◆ Written problem: Count the lines in the listing below that contain the string "officer", and give only the number.

____

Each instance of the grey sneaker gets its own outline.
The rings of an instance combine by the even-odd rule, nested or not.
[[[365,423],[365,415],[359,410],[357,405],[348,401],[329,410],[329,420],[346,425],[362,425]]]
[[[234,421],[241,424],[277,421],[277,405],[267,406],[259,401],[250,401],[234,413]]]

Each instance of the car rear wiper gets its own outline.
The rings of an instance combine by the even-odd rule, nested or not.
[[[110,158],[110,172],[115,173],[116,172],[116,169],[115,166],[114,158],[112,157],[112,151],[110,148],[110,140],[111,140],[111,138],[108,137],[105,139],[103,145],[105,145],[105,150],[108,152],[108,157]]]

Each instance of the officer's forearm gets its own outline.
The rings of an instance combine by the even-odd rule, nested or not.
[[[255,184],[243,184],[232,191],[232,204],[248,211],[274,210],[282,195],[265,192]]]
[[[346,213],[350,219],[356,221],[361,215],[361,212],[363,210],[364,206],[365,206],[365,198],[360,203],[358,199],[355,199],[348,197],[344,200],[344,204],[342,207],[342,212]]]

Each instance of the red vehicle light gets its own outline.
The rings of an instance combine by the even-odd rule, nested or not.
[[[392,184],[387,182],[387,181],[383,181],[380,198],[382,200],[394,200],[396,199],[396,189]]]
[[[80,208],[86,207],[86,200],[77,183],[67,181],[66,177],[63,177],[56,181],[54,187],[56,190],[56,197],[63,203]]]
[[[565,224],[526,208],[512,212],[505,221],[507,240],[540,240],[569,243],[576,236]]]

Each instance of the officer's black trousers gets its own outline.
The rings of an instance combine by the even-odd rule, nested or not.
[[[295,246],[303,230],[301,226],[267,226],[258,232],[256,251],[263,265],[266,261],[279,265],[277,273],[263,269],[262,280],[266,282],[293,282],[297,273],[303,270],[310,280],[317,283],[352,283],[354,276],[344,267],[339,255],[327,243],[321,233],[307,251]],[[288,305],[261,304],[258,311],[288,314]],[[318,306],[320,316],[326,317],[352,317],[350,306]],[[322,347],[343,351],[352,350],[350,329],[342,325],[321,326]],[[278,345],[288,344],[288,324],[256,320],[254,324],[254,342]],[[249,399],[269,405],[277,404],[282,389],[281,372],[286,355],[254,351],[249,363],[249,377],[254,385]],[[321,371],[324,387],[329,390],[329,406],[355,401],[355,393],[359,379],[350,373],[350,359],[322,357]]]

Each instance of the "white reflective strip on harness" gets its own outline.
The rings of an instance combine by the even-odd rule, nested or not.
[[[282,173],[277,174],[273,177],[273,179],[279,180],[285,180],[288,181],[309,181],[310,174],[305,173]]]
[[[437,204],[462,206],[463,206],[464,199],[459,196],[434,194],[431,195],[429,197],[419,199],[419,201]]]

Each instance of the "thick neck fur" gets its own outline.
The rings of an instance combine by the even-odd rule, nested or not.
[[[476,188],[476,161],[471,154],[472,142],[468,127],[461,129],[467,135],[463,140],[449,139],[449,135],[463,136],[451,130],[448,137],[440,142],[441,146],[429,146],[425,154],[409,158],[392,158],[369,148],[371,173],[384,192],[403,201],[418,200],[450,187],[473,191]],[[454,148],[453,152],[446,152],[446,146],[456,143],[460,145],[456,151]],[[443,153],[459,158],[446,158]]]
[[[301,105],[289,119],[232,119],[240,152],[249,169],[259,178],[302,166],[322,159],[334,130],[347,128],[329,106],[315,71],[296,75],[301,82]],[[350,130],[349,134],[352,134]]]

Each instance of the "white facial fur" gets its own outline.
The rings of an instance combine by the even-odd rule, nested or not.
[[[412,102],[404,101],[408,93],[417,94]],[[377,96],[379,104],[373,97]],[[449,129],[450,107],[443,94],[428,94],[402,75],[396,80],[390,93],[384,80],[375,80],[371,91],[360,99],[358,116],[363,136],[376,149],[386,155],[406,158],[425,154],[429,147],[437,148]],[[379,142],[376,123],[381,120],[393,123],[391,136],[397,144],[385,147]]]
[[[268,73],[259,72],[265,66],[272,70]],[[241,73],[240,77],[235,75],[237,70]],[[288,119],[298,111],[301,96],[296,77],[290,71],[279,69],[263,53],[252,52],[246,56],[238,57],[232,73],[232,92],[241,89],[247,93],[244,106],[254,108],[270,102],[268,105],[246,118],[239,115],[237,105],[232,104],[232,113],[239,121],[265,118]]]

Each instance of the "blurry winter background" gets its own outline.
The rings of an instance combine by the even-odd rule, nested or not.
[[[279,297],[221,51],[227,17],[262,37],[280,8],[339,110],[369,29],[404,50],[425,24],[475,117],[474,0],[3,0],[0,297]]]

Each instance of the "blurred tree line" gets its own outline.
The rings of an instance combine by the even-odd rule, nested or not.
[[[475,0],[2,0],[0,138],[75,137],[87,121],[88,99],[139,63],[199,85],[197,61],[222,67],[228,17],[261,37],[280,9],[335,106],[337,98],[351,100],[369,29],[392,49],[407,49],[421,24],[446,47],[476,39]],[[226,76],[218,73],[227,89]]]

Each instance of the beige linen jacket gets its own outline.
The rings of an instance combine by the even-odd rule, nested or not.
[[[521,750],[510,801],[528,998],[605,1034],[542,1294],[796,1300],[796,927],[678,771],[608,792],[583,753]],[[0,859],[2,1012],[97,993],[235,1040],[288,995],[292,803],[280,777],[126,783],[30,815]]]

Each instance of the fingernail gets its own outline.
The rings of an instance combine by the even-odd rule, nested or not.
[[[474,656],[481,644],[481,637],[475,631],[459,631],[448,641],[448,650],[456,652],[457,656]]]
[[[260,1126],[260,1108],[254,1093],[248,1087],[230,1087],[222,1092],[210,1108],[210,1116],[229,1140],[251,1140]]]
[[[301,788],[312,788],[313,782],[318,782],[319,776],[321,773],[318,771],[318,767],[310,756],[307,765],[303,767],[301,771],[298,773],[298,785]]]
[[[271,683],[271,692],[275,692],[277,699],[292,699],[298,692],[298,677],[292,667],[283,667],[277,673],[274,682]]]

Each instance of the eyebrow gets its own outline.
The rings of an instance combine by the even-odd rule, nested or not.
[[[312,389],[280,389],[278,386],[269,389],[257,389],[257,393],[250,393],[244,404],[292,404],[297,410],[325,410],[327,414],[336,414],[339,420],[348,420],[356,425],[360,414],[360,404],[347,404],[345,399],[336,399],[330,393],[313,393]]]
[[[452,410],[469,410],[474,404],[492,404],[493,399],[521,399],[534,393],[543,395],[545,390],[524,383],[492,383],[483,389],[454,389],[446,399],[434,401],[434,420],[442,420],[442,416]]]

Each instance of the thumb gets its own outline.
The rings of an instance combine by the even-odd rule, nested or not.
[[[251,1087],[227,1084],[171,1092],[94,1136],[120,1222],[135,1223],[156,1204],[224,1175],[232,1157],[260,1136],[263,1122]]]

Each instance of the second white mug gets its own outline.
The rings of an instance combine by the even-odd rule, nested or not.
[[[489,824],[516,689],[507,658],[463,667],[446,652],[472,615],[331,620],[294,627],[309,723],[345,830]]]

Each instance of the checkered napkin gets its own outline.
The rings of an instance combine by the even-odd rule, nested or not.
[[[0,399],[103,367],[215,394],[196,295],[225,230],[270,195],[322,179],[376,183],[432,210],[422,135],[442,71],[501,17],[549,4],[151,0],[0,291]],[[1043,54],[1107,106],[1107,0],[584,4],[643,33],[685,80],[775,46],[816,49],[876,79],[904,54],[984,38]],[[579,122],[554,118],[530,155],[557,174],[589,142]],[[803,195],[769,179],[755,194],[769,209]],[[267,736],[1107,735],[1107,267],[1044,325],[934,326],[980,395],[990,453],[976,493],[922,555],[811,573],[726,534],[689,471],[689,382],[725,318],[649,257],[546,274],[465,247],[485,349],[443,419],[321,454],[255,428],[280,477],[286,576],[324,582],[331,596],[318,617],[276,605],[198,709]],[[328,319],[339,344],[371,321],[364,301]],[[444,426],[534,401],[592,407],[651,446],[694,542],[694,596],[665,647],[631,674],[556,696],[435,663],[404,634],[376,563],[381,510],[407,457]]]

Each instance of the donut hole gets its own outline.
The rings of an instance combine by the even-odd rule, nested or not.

____

◆ Task output: 2